Да, множество людей, которые в последние десятилетия занимались разного рода деятельностью по повышению сознательности во многом (или даже исключительно) ради укрепления самоуважения или самореализации, будут всеми силами возражать. Они будут настаивать, что деятельность, явно провальная в отношении своей официальной цели, все-таки может преуспеть в изменении тех, кто ею занимается. На это у меня есть два ответа, подходящие для разных случаев. Одни люди и правда могут измениться, но к худшему. Другие могут успешно достичь политической зрелости посредством процесса, у которого не было иной цели, но только по счастливой случайности – намеренно и нерационально. Не то чтобы нельзя вытащить себя за волосы – нельзя рационально рассчитывать на это.

В любом случае меня больше волнуют политические теоретики, чем активисты. Я собираюсь показать, что некоторые аргументы в пользу политических установлений и институтов носят самоподрывной характер, так как оправдывают их эффектами, которые, по сути дела, являются побочными продуктами. Здесь первое и главное разделение должно быть проведено между установлением ex ante и установлением ex post. Ниже я утверждаю, что Токвиль в своей оценке демократической системы в Америке хвалил ее за те эффекты, что по сути являлись побочными продуктами. Как аналитическое отношение постфактум и на некотором отдалении это совершенно осмысленно. Трудности возникают тогда, когда те же самые аргументы приводятся, не дожидаясь факта, в публичном обсуждении. Хотя создатели установления могут втайне надеяться на эти побочные эффекты, они не вправе ссылаться на них на публике.

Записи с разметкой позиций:
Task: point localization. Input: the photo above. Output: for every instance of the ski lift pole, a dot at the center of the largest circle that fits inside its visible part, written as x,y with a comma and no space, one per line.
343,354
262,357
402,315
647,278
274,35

» **ПИСЬМЕННОЕ ЗАДАНИЕ 1**:
Выведите без изменений часть фрагмента о побочных продуктах, которая открывается словами, содержащими «В любом случае», и завершается словами «них на публике.».
» **ПИСЬМЕННОЕ ЗАДАНИЕ 2**:
Верните дословно все строки записей, от первой до последней, не меняя в них ни одного знака.

» **ОТВЕТ 1**:
В любом случае меня больше волнуют политические теоретики, чем активисты. Я собираюсь показать, что некоторые аргументы в пользу политических установлений и институтов носят самоподрывной характер, так как оправдывают их эффектами, которые, по сути дела, являются побочными продуктами. Здесь первое и главное разделение должно быть проведено между установлением ex ante и установлением ex post. Ниже я утверждаю, что Токвиль в своей оценке демократической системы в Америке хвалил ее за те эффекты, что по сути являлись побочными продуктами. Как аналитическое отношение постфактум и на некотором отдалении это совершенно осмысленно. Трудности возникают тогда, когда те же самые аргументы приводятся, не дожидаясь факта, в публичном обсуждении. Хотя создатели установления могут втайне надеяться на эти побочные эффекты, они не вправе ссылаться на них на публике.

» **ОТВЕТ 2**:
Task: point localization. Input: the photo above. Output: for every instance of the ski lift pole, a dot at the center of the largest circle that fits inside its visible part, written as x,y with a comma and no space, one per line.
343,354
262,357
402,315
647,278
274,35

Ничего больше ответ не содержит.